→ **The task**: Nothing but the records beneath, reproduced exactly, should appear in the answer.

→ **Records drawn from a dataset**:
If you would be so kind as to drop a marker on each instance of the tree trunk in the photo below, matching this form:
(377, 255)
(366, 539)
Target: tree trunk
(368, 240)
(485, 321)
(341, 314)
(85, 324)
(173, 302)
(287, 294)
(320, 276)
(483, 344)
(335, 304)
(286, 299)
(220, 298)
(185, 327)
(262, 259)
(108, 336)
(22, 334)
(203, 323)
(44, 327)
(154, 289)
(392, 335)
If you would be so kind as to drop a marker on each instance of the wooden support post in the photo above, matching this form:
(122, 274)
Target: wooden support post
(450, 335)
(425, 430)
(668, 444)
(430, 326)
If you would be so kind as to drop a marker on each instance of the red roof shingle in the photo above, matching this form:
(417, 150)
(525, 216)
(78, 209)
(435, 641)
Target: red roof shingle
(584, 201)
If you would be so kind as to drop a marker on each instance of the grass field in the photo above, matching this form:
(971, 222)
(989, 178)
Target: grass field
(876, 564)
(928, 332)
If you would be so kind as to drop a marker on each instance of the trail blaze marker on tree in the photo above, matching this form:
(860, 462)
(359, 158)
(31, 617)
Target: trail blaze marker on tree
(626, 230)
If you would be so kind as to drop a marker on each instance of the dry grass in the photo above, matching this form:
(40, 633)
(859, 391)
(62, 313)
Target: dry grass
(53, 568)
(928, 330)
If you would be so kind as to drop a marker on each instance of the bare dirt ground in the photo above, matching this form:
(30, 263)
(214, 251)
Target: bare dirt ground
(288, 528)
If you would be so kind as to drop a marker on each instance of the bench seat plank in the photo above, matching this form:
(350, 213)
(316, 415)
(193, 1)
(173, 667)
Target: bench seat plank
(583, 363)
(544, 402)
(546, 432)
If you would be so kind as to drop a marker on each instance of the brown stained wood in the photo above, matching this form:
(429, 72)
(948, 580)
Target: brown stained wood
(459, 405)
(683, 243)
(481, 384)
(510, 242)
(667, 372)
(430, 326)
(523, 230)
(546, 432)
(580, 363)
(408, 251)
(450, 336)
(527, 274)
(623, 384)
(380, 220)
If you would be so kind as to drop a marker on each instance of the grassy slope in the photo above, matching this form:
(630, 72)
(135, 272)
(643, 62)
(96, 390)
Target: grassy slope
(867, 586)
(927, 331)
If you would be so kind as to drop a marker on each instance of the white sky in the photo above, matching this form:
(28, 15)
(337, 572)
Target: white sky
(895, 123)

→ **Exercise solution**:
If you would be so kind as to drop a marker on each instance of the tree trunk in the photo below, matching this form:
(377, 255)
(366, 539)
Target: tree trunk
(368, 240)
(485, 321)
(341, 314)
(85, 324)
(173, 302)
(287, 294)
(320, 276)
(483, 344)
(335, 304)
(286, 299)
(220, 298)
(185, 327)
(262, 259)
(108, 336)
(22, 334)
(203, 323)
(44, 327)
(154, 289)
(392, 335)
If you would be so kind as to drop a marker on each instance of the wooden support post in the photo above, matching this form:
(122, 274)
Target: wooden support post
(450, 335)
(425, 430)
(668, 444)
(430, 326)
If you would be so kind as to drop a marker on each instance of the red roof shingle in the photo above, matching this form:
(417, 150)
(525, 216)
(78, 209)
(435, 641)
Target: red roof shingle
(584, 201)
If you would be so kind as to drop a marker on each instance of the grass field in the photo above, matching this form:
(971, 222)
(989, 178)
Target: grass field
(876, 564)
(928, 332)
If you would be so kind as to drop a marker on each instance of the trail blaze marker on tree in the photo above, matching this form:
(860, 462)
(359, 158)
(31, 617)
Target: trail blaze marker on tree
(626, 230)
If you would be so kind as to drop a marker on each instance of the dry grass in the photo above, matching this form:
(40, 633)
(859, 391)
(62, 313)
Target: dry grass
(53, 568)
(928, 330)
If you would be so kind as to drop a marker on each instance of the bare dirt ground in the photo above, matching this form:
(30, 263)
(214, 251)
Target: bare dirt ground
(288, 528)
If you would be so kind as to drop a marker on each instance of the bench seat plank in the photo above, matching this form:
(350, 213)
(316, 415)
(193, 1)
(173, 667)
Target: bench seat plank
(583, 363)
(544, 402)
(546, 432)
If you would be so kind as to drop a marker on each instance of the brown stained wood in the photo above, matching this form:
(429, 72)
(948, 580)
Target: brown stained wood
(459, 405)
(683, 243)
(481, 384)
(510, 242)
(667, 372)
(430, 326)
(523, 230)
(546, 432)
(580, 363)
(408, 251)
(450, 336)
(527, 274)
(623, 384)
(380, 220)
If you would be so kind as to drop a marker on each instance of the grassy slope in the photo above, matching this form:
(630, 72)
(135, 272)
(643, 62)
(96, 390)
Target: grassy slope
(867, 586)
(927, 331)
If you would be so kind as to drop a marker on each instance of the white sky in the photo above, matching this form:
(28, 15)
(337, 572)
Target: white sky
(895, 123)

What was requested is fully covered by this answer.